Aim
Tally the lines in the rows below that contain the string "clock", treating uppercase and lowercase as different, and state only the resulting number.

#### Material for this exercise

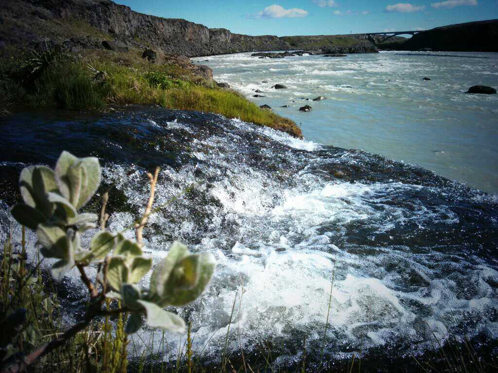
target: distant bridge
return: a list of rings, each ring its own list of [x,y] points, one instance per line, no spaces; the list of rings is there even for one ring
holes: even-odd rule
[[[416,31],[392,31],[392,32],[368,32],[365,34],[353,34],[350,36],[358,37],[359,39],[374,39],[376,35],[382,35],[384,37],[382,41],[385,41],[388,39],[390,39],[393,36],[397,36],[398,35],[414,35],[419,32],[422,32],[424,30],[418,30]]]

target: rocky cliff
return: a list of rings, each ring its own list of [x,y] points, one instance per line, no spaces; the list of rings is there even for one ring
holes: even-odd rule
[[[99,48],[102,47],[102,42],[107,42],[106,47],[114,43],[118,50],[150,47],[163,53],[189,57],[295,47],[285,38],[250,36],[225,29],[210,29],[184,19],[138,13],[108,0],[3,0],[3,2],[0,8],[0,49],[47,39],[55,44],[65,43],[69,47]],[[350,53],[375,49],[372,44],[366,46],[366,46],[365,43],[350,41],[347,46]]]
[[[444,26],[419,33],[406,41],[379,45],[396,50],[498,52],[498,19]]]

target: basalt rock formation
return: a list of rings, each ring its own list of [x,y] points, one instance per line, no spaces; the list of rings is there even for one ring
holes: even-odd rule
[[[292,37],[311,42],[317,37]],[[324,39],[327,42],[323,45],[328,50],[340,48],[333,53],[377,51],[368,41],[334,37]],[[138,13],[108,0],[2,0],[0,54],[12,48],[25,49],[40,43],[62,45],[73,52],[85,48],[122,53],[149,48],[187,57],[297,49],[286,37],[250,36],[224,28],[210,29],[184,19]],[[323,48],[315,43],[307,49]]]

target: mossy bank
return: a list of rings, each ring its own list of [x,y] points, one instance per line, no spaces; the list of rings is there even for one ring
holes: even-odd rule
[[[184,56],[157,54],[151,61],[142,58],[138,49],[85,50],[77,55],[57,48],[41,49],[3,59],[0,113],[20,106],[106,110],[114,106],[155,105],[240,118],[302,136],[294,122],[218,87],[210,69]]]

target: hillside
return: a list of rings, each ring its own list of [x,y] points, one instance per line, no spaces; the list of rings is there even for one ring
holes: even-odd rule
[[[377,46],[396,50],[428,48],[443,52],[498,52],[498,19],[436,27],[403,43],[388,41]]]
[[[2,2],[0,54],[4,56],[40,42],[62,44],[73,51],[103,46],[117,51],[148,47],[160,53],[187,57],[318,45],[317,37],[299,37],[301,41],[291,45],[286,38],[251,36],[223,28],[210,29],[185,19],[138,13],[111,1],[4,0]],[[349,53],[376,51],[368,42],[346,38],[349,40],[345,42],[343,38],[326,37],[335,41],[318,44],[327,47],[346,44]]]

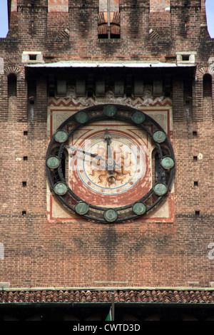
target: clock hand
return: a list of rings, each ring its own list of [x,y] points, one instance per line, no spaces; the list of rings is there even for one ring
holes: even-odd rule
[[[77,149],[75,145],[65,145],[65,147],[71,149],[72,151],[78,151],[79,153],[82,153],[85,155],[87,155],[88,156],[93,157],[93,158],[96,158],[98,160],[103,160],[104,162],[106,162],[106,160],[101,156],[99,156],[98,155],[95,155],[94,153],[87,153],[87,151],[82,150],[81,149]]]
[[[111,184],[114,184],[116,182],[116,177],[113,175],[113,169],[114,169],[114,164],[115,162],[113,159],[111,158],[111,137],[109,135],[109,133],[108,129],[106,129],[106,133],[104,135],[104,140],[106,141],[107,143],[107,160],[106,160],[106,165],[108,171],[109,172],[110,177],[108,177],[108,182]]]
[[[77,149],[75,145],[65,145],[65,147],[68,149],[71,149],[72,151],[78,151],[79,153],[82,153],[84,155],[93,157],[93,158],[96,158],[98,160],[103,160],[103,162],[106,162],[106,160],[105,158],[103,158],[101,156],[99,156],[98,155],[96,155],[94,153],[87,153],[87,151],[82,150],[81,149]],[[111,162],[109,162],[109,163],[111,163]],[[123,165],[121,165],[120,164],[116,164],[115,163],[115,165],[117,165],[118,168],[123,168]]]

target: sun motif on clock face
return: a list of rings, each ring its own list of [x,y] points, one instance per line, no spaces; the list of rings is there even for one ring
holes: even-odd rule
[[[52,155],[56,145],[58,153]],[[67,163],[62,164],[65,151]],[[160,202],[169,191],[175,160],[167,135],[152,118],[133,108],[104,105],[78,112],[59,127],[46,165],[54,192],[71,211],[93,220],[122,222]]]
[[[69,147],[70,187],[81,193],[84,201],[94,205],[123,205],[131,199],[135,201],[138,198],[136,187],[146,183],[148,170],[143,138],[140,145],[139,139],[136,141],[128,135],[127,126],[126,136],[113,126],[94,135],[93,132],[93,137]],[[107,135],[109,142],[105,138]],[[118,198],[119,195],[123,195]]]

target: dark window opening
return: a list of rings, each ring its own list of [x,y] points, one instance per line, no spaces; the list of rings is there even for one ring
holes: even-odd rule
[[[204,97],[212,97],[212,76],[209,73],[203,76],[203,90]]]
[[[121,14],[118,1],[99,0],[98,38],[120,38]]]
[[[17,86],[17,78],[16,76],[14,73],[10,74],[8,76],[8,97],[16,97],[16,86]]]

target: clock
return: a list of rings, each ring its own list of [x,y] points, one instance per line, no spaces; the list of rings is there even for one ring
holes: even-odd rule
[[[56,201],[103,223],[148,215],[170,192],[173,146],[162,127],[126,105],[91,106],[71,115],[50,140],[46,159]]]

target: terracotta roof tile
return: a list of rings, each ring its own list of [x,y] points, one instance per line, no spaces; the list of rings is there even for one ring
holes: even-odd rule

########

Response to the task
3